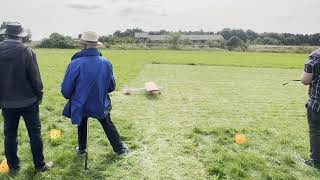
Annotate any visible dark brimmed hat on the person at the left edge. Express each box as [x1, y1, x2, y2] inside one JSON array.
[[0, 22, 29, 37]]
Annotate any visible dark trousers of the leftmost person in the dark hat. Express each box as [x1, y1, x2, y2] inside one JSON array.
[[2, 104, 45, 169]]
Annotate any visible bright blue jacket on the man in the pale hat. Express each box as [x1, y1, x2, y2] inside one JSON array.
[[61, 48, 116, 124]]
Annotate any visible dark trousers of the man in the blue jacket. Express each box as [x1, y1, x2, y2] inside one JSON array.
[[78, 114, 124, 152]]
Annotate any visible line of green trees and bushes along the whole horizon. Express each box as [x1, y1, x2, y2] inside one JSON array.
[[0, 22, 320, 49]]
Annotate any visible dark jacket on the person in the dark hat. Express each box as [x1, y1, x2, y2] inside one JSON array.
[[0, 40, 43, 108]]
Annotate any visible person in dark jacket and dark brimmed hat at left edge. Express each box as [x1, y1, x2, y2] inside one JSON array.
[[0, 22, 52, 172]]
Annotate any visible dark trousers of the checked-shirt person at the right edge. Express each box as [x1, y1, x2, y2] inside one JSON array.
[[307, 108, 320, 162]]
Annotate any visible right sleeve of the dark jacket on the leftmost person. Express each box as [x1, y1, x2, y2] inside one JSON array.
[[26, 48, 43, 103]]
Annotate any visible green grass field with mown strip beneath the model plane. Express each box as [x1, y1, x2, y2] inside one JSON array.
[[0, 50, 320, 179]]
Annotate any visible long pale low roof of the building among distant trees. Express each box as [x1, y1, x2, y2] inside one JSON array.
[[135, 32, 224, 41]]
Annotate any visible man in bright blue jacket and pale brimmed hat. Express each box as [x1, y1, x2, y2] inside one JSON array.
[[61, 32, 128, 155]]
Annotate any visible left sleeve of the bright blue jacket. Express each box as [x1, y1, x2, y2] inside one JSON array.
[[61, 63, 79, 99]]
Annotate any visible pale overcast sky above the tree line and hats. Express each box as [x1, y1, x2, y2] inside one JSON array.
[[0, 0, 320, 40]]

━━━━━━━━

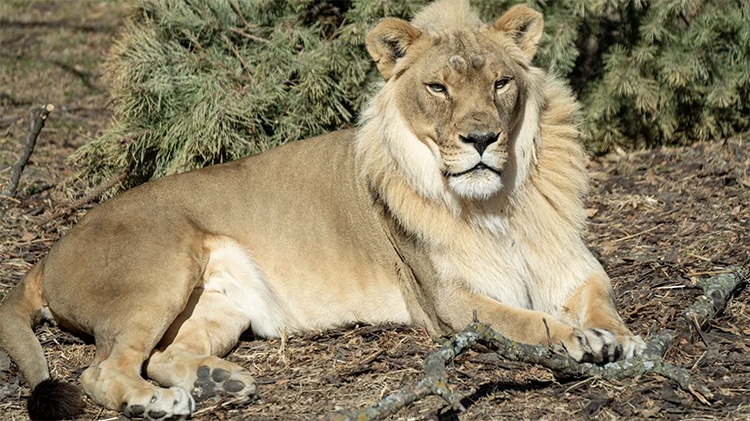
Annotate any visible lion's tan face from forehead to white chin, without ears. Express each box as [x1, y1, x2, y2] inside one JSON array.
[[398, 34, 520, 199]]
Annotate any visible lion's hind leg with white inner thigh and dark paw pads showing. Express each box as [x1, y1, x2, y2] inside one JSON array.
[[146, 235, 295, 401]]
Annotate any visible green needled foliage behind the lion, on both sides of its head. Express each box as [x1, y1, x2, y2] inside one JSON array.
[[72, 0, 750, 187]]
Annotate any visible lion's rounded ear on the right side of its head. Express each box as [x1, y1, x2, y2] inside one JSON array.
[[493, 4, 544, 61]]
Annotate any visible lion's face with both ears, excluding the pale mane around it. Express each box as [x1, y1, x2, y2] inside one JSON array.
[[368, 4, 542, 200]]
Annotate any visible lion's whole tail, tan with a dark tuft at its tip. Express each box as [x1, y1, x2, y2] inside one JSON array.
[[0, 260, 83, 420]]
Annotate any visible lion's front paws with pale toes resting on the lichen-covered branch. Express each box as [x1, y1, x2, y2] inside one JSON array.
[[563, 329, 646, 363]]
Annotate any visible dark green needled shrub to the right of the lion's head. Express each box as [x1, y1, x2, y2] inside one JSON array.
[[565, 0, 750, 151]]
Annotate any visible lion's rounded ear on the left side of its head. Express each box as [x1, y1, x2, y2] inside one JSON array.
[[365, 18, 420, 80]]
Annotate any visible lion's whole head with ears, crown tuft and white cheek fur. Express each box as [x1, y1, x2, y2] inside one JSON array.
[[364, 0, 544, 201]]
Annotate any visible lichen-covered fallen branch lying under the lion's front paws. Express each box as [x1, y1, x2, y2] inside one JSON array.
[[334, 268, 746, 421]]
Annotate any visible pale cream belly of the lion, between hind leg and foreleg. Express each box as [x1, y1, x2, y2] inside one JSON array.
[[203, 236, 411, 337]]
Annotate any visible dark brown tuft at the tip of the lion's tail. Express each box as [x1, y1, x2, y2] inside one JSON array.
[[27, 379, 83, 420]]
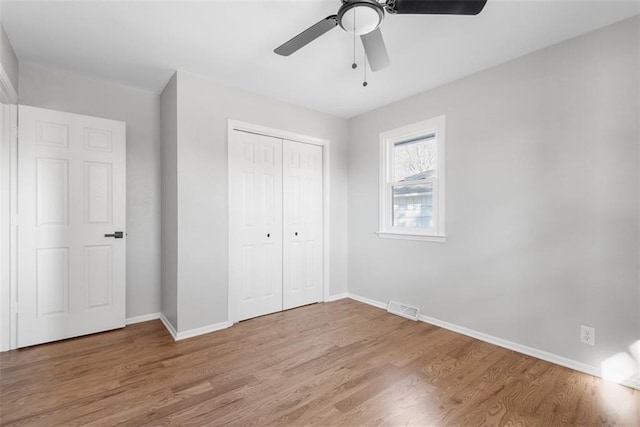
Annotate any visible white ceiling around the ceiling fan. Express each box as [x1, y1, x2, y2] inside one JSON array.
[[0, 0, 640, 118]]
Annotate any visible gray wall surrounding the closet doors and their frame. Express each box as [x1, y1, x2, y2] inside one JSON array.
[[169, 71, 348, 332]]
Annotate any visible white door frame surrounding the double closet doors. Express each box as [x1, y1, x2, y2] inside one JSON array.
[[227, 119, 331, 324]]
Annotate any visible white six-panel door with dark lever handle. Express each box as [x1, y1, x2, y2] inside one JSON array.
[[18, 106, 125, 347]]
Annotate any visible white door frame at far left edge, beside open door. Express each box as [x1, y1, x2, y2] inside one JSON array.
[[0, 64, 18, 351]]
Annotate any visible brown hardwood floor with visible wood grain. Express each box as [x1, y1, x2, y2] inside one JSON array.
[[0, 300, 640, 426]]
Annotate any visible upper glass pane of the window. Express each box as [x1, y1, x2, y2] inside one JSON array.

━━━━━━━━

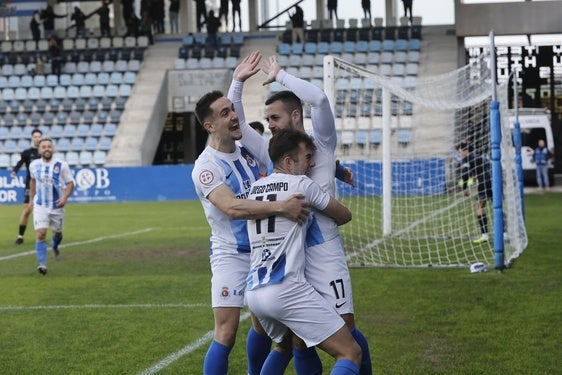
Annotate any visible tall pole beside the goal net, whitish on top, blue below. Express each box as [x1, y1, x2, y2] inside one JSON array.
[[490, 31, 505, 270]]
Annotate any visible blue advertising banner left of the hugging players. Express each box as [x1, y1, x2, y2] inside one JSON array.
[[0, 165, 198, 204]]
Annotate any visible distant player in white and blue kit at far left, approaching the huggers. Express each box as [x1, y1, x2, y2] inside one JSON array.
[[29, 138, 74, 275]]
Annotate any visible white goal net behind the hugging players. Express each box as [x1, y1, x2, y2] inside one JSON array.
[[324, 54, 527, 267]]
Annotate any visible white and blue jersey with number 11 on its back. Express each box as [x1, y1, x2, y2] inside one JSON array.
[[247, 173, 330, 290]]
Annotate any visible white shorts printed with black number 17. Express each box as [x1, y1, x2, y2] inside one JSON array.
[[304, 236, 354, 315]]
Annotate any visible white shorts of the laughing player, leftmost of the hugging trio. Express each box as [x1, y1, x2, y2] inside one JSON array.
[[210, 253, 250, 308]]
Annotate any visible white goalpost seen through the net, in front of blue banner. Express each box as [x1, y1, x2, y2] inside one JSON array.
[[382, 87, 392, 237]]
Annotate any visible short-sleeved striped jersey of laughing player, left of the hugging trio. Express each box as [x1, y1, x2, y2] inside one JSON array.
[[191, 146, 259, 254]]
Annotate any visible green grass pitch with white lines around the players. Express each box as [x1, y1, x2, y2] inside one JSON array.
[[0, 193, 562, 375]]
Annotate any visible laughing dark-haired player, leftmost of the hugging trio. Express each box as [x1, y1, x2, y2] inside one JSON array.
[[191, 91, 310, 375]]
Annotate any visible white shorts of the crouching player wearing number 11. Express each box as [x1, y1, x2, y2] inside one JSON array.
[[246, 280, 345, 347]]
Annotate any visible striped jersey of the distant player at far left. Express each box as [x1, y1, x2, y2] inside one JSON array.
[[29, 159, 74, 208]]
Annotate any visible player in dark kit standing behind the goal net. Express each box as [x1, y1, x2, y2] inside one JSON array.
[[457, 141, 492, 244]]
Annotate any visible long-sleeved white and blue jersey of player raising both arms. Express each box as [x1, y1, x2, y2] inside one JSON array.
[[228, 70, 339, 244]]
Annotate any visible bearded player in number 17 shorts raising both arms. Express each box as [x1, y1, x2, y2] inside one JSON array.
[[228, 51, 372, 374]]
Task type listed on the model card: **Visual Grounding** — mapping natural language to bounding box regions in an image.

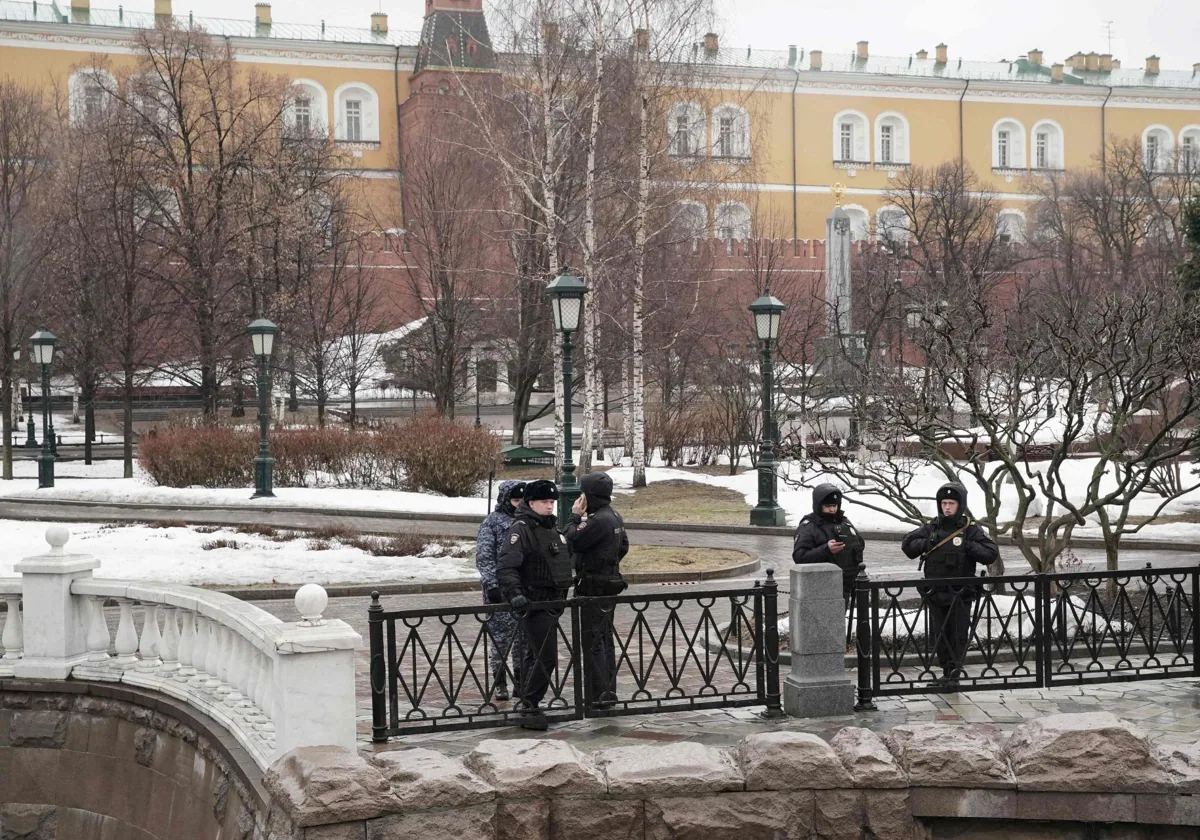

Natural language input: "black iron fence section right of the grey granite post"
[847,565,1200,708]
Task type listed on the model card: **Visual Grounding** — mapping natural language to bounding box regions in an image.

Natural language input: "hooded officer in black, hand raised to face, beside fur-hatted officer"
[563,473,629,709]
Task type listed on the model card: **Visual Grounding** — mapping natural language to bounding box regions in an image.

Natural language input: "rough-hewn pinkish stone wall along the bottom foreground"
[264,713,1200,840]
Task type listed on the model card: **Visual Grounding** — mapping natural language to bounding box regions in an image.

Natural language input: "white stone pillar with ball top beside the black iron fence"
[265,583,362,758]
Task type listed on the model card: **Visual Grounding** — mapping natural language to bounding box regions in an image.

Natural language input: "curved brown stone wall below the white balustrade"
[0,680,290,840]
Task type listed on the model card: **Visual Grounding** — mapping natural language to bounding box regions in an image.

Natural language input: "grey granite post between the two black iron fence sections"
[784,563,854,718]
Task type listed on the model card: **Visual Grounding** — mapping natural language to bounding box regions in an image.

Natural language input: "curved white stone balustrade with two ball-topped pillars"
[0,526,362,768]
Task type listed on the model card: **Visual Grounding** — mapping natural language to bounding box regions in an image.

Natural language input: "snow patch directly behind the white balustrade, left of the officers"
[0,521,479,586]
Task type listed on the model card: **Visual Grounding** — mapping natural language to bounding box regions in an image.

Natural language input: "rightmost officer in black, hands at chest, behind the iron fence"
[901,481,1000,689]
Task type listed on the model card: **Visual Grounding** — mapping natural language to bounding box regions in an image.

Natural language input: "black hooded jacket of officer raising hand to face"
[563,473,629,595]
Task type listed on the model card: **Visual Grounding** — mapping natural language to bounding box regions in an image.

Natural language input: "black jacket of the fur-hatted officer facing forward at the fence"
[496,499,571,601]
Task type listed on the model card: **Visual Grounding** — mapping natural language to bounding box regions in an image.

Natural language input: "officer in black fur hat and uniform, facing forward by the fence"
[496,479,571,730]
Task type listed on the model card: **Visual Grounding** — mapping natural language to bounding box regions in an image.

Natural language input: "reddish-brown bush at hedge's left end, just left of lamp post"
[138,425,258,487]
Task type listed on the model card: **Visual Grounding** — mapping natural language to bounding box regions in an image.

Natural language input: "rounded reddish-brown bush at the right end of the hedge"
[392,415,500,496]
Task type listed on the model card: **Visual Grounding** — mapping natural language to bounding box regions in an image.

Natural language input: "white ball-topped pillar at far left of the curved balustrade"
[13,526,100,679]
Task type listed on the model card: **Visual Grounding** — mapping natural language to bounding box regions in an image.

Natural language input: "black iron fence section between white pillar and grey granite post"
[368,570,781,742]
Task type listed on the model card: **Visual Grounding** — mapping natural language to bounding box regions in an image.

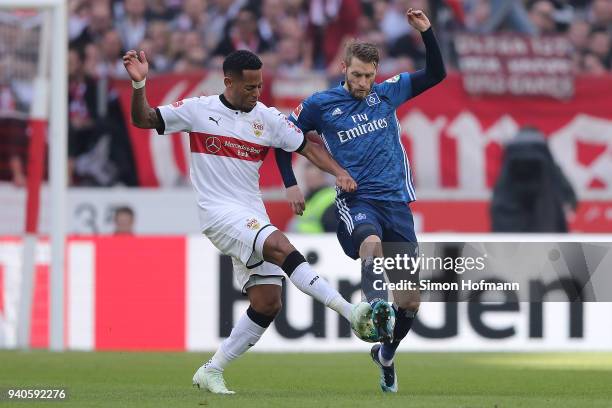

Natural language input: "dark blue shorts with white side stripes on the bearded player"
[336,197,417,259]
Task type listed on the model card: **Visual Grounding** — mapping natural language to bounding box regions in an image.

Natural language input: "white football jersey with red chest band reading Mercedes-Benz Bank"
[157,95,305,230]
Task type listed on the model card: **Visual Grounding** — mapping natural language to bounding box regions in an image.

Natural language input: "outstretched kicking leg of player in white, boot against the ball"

━━━━━━━━

● **Task**: All that is wanted is an exact copy of the lines above from the one with "football jersey with" through the one with "kicking leg of", with both ends included.

● **Answer to the exercise**:
Natural language input: "white football jersey with red chest band reading Mercedes-Benz Bank"
[157,95,305,230]
Task type listed on the model card: **Visual Grounding** — mapping natural language to bounding box regions in an image.

Natural language input: "outstretched kicking leg of player in white, boot against the ball"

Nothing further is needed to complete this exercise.